[Photo-based referring expression data]
------------------------------------------------------------------------

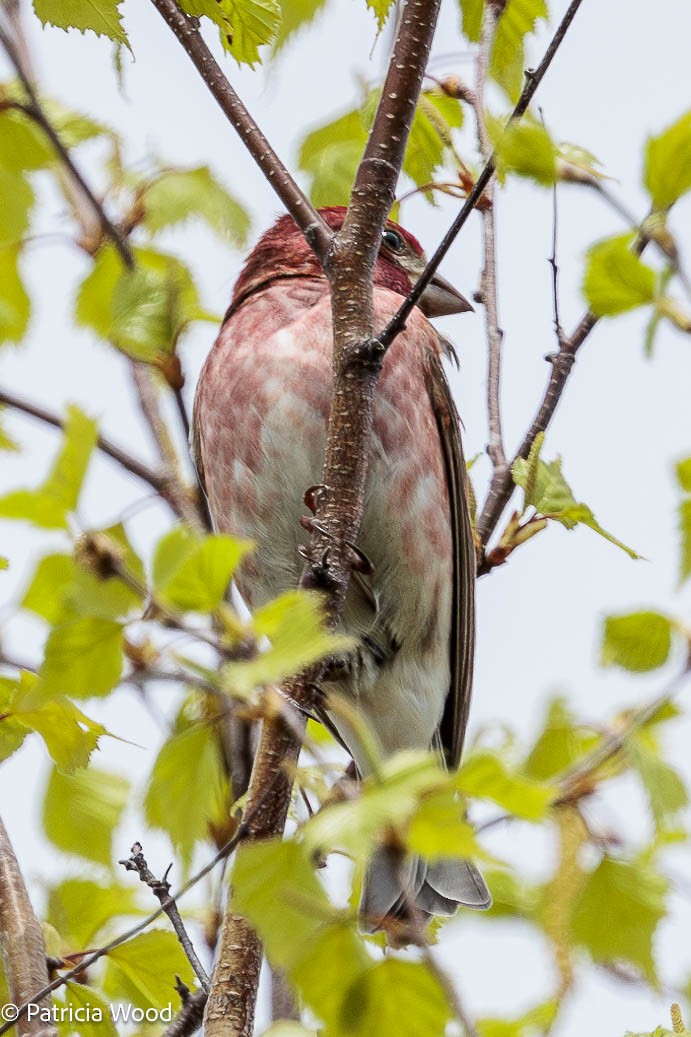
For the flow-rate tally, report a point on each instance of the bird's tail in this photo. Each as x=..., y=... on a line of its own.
x=393, y=883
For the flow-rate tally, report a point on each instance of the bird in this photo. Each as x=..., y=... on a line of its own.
x=258, y=436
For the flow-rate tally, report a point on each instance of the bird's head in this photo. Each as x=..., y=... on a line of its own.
x=282, y=252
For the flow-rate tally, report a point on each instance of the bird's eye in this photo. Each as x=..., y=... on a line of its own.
x=393, y=241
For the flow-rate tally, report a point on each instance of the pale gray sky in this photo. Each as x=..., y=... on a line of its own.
x=622, y=75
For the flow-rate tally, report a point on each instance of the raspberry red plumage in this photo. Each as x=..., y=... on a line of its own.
x=260, y=416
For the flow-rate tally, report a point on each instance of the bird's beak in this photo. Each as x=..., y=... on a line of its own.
x=440, y=299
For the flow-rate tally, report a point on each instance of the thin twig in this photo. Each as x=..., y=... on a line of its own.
x=576, y=783
x=148, y=402
x=34, y=111
x=187, y=32
x=450, y=990
x=161, y=889
x=533, y=79
x=190, y=1016
x=561, y=362
x=558, y=330
x=88, y=959
x=21, y=943
x=118, y=454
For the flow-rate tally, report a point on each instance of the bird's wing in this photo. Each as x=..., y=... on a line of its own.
x=452, y=726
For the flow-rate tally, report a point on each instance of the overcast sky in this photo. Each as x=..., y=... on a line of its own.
x=620, y=75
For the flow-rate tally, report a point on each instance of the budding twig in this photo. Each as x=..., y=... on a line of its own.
x=161, y=889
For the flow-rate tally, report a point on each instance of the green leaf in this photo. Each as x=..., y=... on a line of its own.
x=142, y=311
x=525, y=148
x=430, y=139
x=381, y=9
x=44, y=595
x=50, y=504
x=15, y=219
x=275, y=887
x=151, y=306
x=639, y=642
x=295, y=625
x=15, y=303
x=61, y=589
x=73, y=128
x=667, y=172
x=471, y=17
x=142, y=972
x=684, y=474
x=631, y=897
x=615, y=279
x=178, y=194
x=287, y=1028
x=547, y=491
x=192, y=571
x=387, y=802
x=438, y=829
x=80, y=812
x=80, y=908
x=187, y=789
x=103, y=17
x=666, y=792
x=559, y=744
x=11, y=732
x=296, y=15
x=330, y=157
x=685, y=530
x=70, y=735
x=23, y=146
x=507, y=60
x=485, y=776
x=83, y=657
x=539, y=1019
x=395, y=997
x=244, y=25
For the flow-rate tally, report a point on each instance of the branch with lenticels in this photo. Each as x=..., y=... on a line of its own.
x=349, y=265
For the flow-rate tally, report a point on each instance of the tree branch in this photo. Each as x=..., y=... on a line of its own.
x=185, y=29
x=161, y=889
x=356, y=365
x=78, y=191
x=118, y=454
x=21, y=944
x=562, y=361
x=86, y=960
x=533, y=79
x=34, y=111
x=489, y=276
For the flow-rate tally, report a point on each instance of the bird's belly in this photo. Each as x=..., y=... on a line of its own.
x=261, y=452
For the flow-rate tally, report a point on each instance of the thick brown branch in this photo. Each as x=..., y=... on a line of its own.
x=21, y=943
x=357, y=363
x=295, y=200
x=533, y=79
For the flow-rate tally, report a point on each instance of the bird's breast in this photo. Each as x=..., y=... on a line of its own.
x=261, y=412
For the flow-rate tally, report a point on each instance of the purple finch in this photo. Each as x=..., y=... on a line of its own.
x=259, y=432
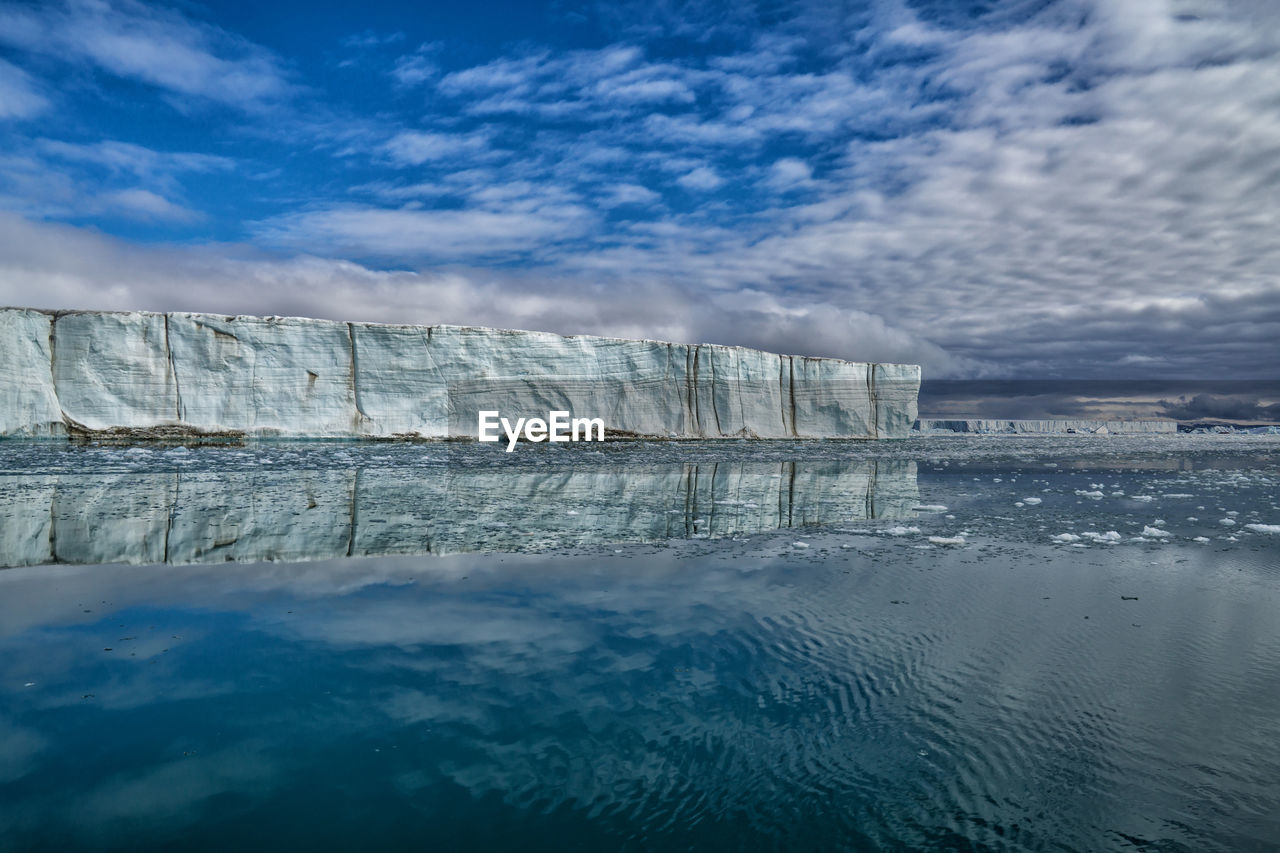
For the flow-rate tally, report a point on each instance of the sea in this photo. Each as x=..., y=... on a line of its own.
x=951, y=643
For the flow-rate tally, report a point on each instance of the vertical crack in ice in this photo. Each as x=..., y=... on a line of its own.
x=791, y=389
x=173, y=372
x=355, y=374
x=711, y=360
x=791, y=492
x=872, y=401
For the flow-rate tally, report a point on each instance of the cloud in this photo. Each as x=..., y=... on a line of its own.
x=19, y=94
x=127, y=158
x=152, y=45
x=1064, y=188
x=1207, y=406
x=415, y=147
x=106, y=178
x=789, y=173
x=703, y=178
x=68, y=267
x=145, y=204
x=370, y=39
x=440, y=235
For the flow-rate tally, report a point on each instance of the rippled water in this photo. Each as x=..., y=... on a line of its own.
x=932, y=644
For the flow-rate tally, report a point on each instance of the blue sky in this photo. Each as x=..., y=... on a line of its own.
x=1033, y=188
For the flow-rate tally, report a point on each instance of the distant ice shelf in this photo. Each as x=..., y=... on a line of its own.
x=140, y=375
x=1001, y=427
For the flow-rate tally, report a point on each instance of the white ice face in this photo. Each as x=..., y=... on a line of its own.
x=289, y=377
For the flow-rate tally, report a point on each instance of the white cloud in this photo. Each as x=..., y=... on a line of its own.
x=790, y=173
x=415, y=147
x=19, y=94
x=144, y=204
x=152, y=45
x=703, y=178
x=62, y=267
x=414, y=233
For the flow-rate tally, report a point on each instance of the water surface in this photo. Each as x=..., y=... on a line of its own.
x=959, y=643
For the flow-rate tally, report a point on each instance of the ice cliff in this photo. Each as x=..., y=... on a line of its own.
x=152, y=375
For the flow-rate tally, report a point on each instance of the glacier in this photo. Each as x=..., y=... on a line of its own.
x=1043, y=427
x=140, y=375
x=248, y=516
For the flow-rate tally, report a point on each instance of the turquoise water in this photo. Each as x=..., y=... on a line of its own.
x=681, y=647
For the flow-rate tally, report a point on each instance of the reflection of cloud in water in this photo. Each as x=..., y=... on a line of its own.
x=177, y=518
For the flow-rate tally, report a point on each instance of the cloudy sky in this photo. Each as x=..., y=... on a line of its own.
x=1075, y=188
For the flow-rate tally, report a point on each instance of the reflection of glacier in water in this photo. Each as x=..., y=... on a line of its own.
x=205, y=516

------------------------------------------------------------------------

Each line of the records is to be reproduced exactly, and each picture dropped.

* Solution to this problem *
For the flow-rate tally, report a point on each instance of the bird's tail in this photo. Each as x=..., y=... on a line of its own.
x=393, y=883
For the flow-rate tally, report a point on each instance of the bird in this photo. Each as x=..., y=... on a line of its own.
x=258, y=436
For the flow-rate tally, report a point on each instance of the bird's head in this photo. Each as x=..., y=... on a line of its own.
x=282, y=252
For the flow-rate tally, report a point on each instance of the bird's eye in this photo. Each as x=..., y=... on a line of its own.
x=393, y=241
For the flow-rate tally, report a point on each instance of the pale gray sky in this photo. Each as x=..., y=... on a line of its own.
x=622, y=75
For the flow-rate tally, report a point on each instance of the raspberry red plumage in this photo. Each as x=..., y=... on a line of its own.
x=260, y=416
For the flow-rate tally, report a point on each instance of the bird's beak in this photo. Each as x=..., y=... on a line of its own.
x=440, y=299
For the flow-rate tally, report a point on each instance of the thin twig in this photo. Each as x=..., y=... on a line of its own.
x=576, y=783
x=148, y=402
x=34, y=111
x=187, y=32
x=450, y=990
x=161, y=889
x=533, y=79
x=190, y=1016
x=561, y=362
x=558, y=330
x=88, y=959
x=21, y=943
x=118, y=454
For the flow-rate tally, report a point on each instance of the bird's wing in this photo. Each as x=..., y=... on a line of its own.
x=452, y=726
For the flow-rate tally, report a point on each instance of the overcast sky in this photo. Each as x=..., y=... on a line of its own.
x=620, y=75
For the flow-rate tally, report a point on each instance of the budding twig in this photo. Each as x=..., y=... on a line of its own.
x=161, y=889
For the flow-rate tally, report a point on each instance of the green leaf in this photo. Each as x=..., y=... on a line of its own.
x=142, y=311
x=525, y=148
x=430, y=139
x=381, y=9
x=44, y=595
x=50, y=504
x=15, y=219
x=275, y=887
x=151, y=306
x=639, y=642
x=295, y=625
x=15, y=303
x=61, y=589
x=73, y=128
x=667, y=172
x=471, y=17
x=142, y=972
x=684, y=474
x=631, y=897
x=615, y=279
x=178, y=194
x=287, y=1028
x=547, y=491
x=192, y=571
x=387, y=802
x=438, y=829
x=80, y=812
x=80, y=908
x=187, y=789
x=103, y=17
x=666, y=792
x=559, y=744
x=11, y=732
x=296, y=15
x=330, y=157
x=685, y=530
x=70, y=735
x=23, y=146
x=507, y=60
x=485, y=776
x=83, y=657
x=539, y=1019
x=395, y=997
x=244, y=25
For the flow-rate tally, report a point on each instance of the branch with lenticels in this photo. Each as x=..., y=... on a line of its own.
x=349, y=265
For the flow-rate tally, report a point on each instance of the tree branch in this photo. Each as x=..., y=... on a line of its own.
x=185, y=29
x=161, y=889
x=356, y=365
x=78, y=191
x=118, y=454
x=21, y=944
x=562, y=361
x=86, y=960
x=533, y=79
x=34, y=111
x=489, y=276
For the flow-rate tally, report a point on each instance of the bird's belly in this photo. Each as x=..., y=... on a line of its own.
x=261, y=452
For the flow-rate tally, report a point on each instance of the thick brown branch in this photo. Each as x=..., y=... on a line of its own.
x=21, y=943
x=357, y=363
x=295, y=200
x=533, y=79
For the flow-rate tally, report a point on each instance of the bird's breast in this photo. Each as x=..., y=... on a line of its own.
x=261, y=412
For the flow-rate tally, report a point on each instance of the purple finch in this photo. Each as x=..., y=... on a line of its own.
x=259, y=432
For the flow-rate tally, report a point on each instance of the sea in this photo. Each as x=..., y=... on a line of its own.
x=951, y=643
For the flow-rate tally, report a point on each instance of the vertical crack in ice in this photo. Each as x=..., y=... on a line of its own.
x=791, y=389
x=173, y=372
x=355, y=374
x=711, y=360
x=791, y=492
x=872, y=401
For the flow-rate tally, report a point on each instance of the cloud in this photo. Each as x=..., y=... on a line of its own.
x=19, y=94
x=127, y=158
x=152, y=45
x=1064, y=188
x=1207, y=406
x=415, y=147
x=106, y=178
x=789, y=173
x=703, y=178
x=68, y=267
x=145, y=204
x=370, y=39
x=440, y=235
For the flow-rate tally, report a point on each instance of the rippled water in this photo. Each as x=..., y=... on a line of its own.
x=932, y=644
For the flow-rate tally, report a point on each instance of the blue sky in this photo. Each as x=..., y=... on a line of its own.
x=1033, y=188
For the flow-rate tally, report a point on each instance of the distant ice shelf in this photo. Each as x=..., y=... on a line of its own.
x=140, y=375
x=1001, y=427
For the flow-rate tally, report a point on each instance of the white ice face in this photo. Each as x=..., y=... on a line of its own.
x=289, y=377
For the flow-rate tally, report a point on each instance of the white cloud in this photo. Each as x=..., y=... on a line of its own.
x=790, y=173
x=415, y=147
x=19, y=94
x=144, y=204
x=152, y=45
x=703, y=178
x=62, y=267
x=414, y=233
For the flow-rate tally, report a point on each instance of the water surface in this photo. Each as x=..., y=... on a line of its own.
x=959, y=643
For the flow-rate tally, report a point on each instance of the ice cliff in this photo. Each as x=..., y=... on a line of its own.
x=152, y=375
For the flow-rate tally, report a point on each instance of the glacier in this photo. Each as x=..., y=... on a line of its own.
x=1043, y=427
x=140, y=375
x=248, y=516
For the flow-rate tally, report a point on each instance of the turquoise water in this photo. Each as x=..., y=... on a line of its own.
x=681, y=647
For the flow-rate tally, report a point on each instance of the reflection of cloud in water in this photo. Each as x=..., y=... on a line of its own.
x=177, y=518
For the flow-rate tally, report a point on each instance of the cloudy sky in this photo. Each as x=..., y=... on a line of its own.
x=1075, y=188
For the flow-rate tally, report a point on each instance of the reflection of glacier in water in this photo. Each as x=..., y=... on a line of its own.
x=205, y=516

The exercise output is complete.